■ TASK TO CARRY OUT
Copy all of the data below word for word, and leave the pictures out of your answer.

--- Begin ---

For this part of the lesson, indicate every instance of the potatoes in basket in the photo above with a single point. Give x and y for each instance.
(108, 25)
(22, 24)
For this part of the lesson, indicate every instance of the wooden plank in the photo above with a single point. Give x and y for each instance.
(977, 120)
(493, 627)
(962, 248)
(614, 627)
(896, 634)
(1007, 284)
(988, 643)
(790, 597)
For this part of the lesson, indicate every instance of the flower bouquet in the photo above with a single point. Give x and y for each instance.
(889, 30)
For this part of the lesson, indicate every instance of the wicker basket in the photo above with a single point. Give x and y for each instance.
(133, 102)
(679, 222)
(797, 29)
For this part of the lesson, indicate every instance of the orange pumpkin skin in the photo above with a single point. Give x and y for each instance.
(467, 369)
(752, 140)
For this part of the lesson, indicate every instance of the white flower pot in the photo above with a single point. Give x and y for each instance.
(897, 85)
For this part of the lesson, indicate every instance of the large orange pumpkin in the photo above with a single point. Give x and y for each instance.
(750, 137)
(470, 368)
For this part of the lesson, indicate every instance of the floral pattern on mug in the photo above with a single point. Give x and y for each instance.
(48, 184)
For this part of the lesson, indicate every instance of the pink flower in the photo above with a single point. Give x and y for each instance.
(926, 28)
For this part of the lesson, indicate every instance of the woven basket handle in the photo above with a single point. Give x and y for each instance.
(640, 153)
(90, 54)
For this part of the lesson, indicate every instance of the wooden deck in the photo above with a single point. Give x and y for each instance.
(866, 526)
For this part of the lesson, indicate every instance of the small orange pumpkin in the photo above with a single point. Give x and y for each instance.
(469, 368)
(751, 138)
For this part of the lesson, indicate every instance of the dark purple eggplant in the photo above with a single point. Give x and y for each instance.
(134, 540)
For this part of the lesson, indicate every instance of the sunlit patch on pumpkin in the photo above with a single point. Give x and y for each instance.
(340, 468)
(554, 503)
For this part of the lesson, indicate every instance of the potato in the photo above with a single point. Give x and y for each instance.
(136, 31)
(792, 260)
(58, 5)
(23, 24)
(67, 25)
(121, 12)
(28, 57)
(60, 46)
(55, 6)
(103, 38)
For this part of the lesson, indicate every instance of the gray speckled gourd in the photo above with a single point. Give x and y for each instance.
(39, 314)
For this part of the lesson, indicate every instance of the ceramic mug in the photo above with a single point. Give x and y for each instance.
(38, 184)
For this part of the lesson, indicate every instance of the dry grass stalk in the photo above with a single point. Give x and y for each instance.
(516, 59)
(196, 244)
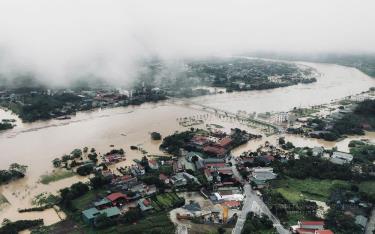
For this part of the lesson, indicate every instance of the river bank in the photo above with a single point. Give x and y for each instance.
(37, 144)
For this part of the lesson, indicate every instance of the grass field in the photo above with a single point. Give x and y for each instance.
(157, 223)
(165, 201)
(84, 202)
(295, 190)
(55, 176)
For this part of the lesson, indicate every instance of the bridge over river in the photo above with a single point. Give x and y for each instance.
(268, 127)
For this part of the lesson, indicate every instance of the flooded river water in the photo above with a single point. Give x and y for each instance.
(37, 144)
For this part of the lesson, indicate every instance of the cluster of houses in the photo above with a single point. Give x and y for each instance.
(113, 158)
(218, 143)
(310, 227)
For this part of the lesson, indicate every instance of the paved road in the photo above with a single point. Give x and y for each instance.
(254, 204)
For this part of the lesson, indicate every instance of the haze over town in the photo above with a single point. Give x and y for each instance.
(62, 40)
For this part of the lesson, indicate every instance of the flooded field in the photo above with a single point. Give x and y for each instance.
(37, 144)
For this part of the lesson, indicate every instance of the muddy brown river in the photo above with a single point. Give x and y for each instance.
(37, 144)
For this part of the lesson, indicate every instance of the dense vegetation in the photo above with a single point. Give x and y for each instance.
(239, 74)
(41, 106)
(363, 62)
(174, 142)
(342, 223)
(313, 167)
(9, 227)
(257, 224)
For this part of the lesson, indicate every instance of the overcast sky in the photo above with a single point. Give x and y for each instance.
(61, 39)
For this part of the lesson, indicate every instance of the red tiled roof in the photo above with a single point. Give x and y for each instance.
(146, 202)
(162, 177)
(207, 172)
(151, 161)
(225, 171)
(214, 150)
(215, 165)
(225, 142)
(232, 203)
(305, 231)
(114, 196)
(324, 232)
(312, 223)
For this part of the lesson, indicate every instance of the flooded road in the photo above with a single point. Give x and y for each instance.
(37, 144)
(334, 83)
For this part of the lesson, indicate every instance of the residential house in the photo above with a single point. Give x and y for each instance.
(145, 204)
(317, 151)
(102, 204)
(190, 155)
(214, 150)
(178, 180)
(117, 199)
(89, 215)
(263, 174)
(361, 221)
(153, 164)
(164, 178)
(225, 142)
(311, 225)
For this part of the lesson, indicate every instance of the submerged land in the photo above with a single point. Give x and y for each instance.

--- End ---

■ WRITTEN SOLUTION
For this part of the lesson, indicate every instance of the potatoes in basket in the photo above with a single point. Give x and y for each instance.
(108, 25)
(22, 24)
For this part of the lesson, indicate every instance of the wooden plank in the photo above with a single point. Give x and y for each instance.
(977, 120)
(493, 627)
(962, 248)
(614, 627)
(896, 634)
(1007, 284)
(988, 643)
(790, 597)
For this part of the lesson, indicate every instance of the flower bouquet in the photo above with a single point. Give x and y for each instance.
(889, 30)
For this part of the lesson, indicate every instance of the wicker basket in the photo above with a single point. Give x and y for each instance.
(133, 102)
(679, 222)
(797, 29)
For this part of the lesson, indicate every instance of the orange pumpkin skin in the photo above with a single point. Give x and y for each instance.
(467, 369)
(752, 140)
For this part of the lesson, indicate every instance of the white flower pot in the photo above with a single point. Give x and y for each instance.
(897, 85)
For this part of the lesson, indicate every instance of the large orange pumpkin in the photo above with a single point. Give x and y for each instance.
(750, 137)
(470, 368)
For this part of the lesson, indicate every instance of the floral pattern on mug in the photo above with a single point. Give x and y for each instance.
(48, 184)
For this part of the lesson, indicate every instance of the pink flower in the photo above with a single point. Give x and y for each instance.
(926, 28)
For this part of the lesson, indicate every instance of the woven basket handle in the photo above with a single point. Give x and y for each instance.
(640, 153)
(90, 54)
For this part of the lesson, indicate every instance of the wooden deck in the photo above with a single point. Give x and y for each instance.
(866, 526)
For this part of the lesson, indicate every instance of the small orange pumpkin in the photo above with a single point. Give x and y for each instance.
(469, 368)
(751, 138)
For this part of the lesson, indicate every instance of the dark purple eggplant in the photo above with a single point. Give x and y for each instance.
(134, 540)
For this part of the lesson, indicate every instance of the sunlit patch on pumpkin in the photo above with a single point. Give x and y for each instance.
(340, 468)
(554, 503)
For this part of the lesson, indicate every instance of the potato in the photo above with a single point. Give x and y for each instance.
(136, 31)
(792, 260)
(58, 5)
(23, 24)
(67, 25)
(121, 12)
(28, 57)
(60, 46)
(55, 6)
(103, 38)
For this part of the lesson, indicate every instance of the gray speckled gourd in the photo above with a single point. Give x and y for each instance.
(39, 314)
For this part of the lesson, indicate every instance of the ceramic mug in the photo above with a single point. Give x and y for each instance.
(38, 184)
For this part of the lesson, indicate every instance of the dry grass stalk in the photo above with a single point. Give x and y for each instance.
(516, 59)
(196, 244)
For this part of the lesson, indicate every instance of the river bank in the photo above with a single point. Give x and y for each instance.
(37, 144)
For this part of the lesson, indicate every instance of the grass field in the photo above with a single point. Give x and y for each instance.
(157, 223)
(165, 201)
(84, 202)
(295, 190)
(55, 176)
For this part of the lesson, indicate every instance of the bridge over river in the photo above with a single point. Give x and y for each instance.
(268, 127)
For this part of the lesson, indicate every instance of the flooded river water in the photo above with a single point. Give x and y for each instance.
(37, 144)
For this part of the lesson, indicate every instance of the cluster of houses in the photo above with a single point. Give x and y for each instance.
(113, 158)
(218, 143)
(310, 227)
For this part of the lesson, indicate every instance of the paved road in the photo above with a single point. Give x and y for each instance.
(254, 204)
For this part of the lesson, indicate every instance of the haze over town in the photo above with a single point. Give x and y for each instance.
(62, 40)
For this part of the lesson, indicate every instance of the flooded field in the photo above with a single point. Give x and y for each instance.
(37, 144)
For this part of the lesson, indicate every instance of the muddy brown river in the photo above with a single point. Give x and y for each instance.
(37, 144)
For this part of the lesson, indicate every instance of the dense vegetation in the photo above with a single point. Give x and y for each instance.
(239, 74)
(41, 106)
(363, 62)
(174, 142)
(342, 223)
(313, 167)
(9, 227)
(257, 224)
For this part of the lesson, indicate every instance of the overcast sky in the photo above with a single point. Give x and y for each instance.
(61, 39)
For this part of the lesson, indicate every instance of the red tiled roof in the photo above with a single point. Give x and y for each instance.
(146, 202)
(162, 177)
(207, 172)
(151, 161)
(225, 171)
(214, 150)
(215, 165)
(225, 142)
(232, 203)
(305, 231)
(114, 196)
(324, 232)
(312, 223)
For this part of the lesson, indicate every instance of the flooded road in the photo above with a single point. Give x and y for each instance.
(37, 144)
(334, 83)
For this part of the lesson, indicate every instance of the residential house in the photo above with a single point. Give x and y for each instance.
(145, 204)
(317, 151)
(102, 204)
(190, 155)
(214, 150)
(178, 180)
(117, 199)
(89, 215)
(263, 174)
(361, 221)
(153, 164)
(164, 178)
(225, 142)
(311, 225)
For this part of the lesson, indicate every instance of the submerged land in the photo above with a single point. Give x and y for each instance.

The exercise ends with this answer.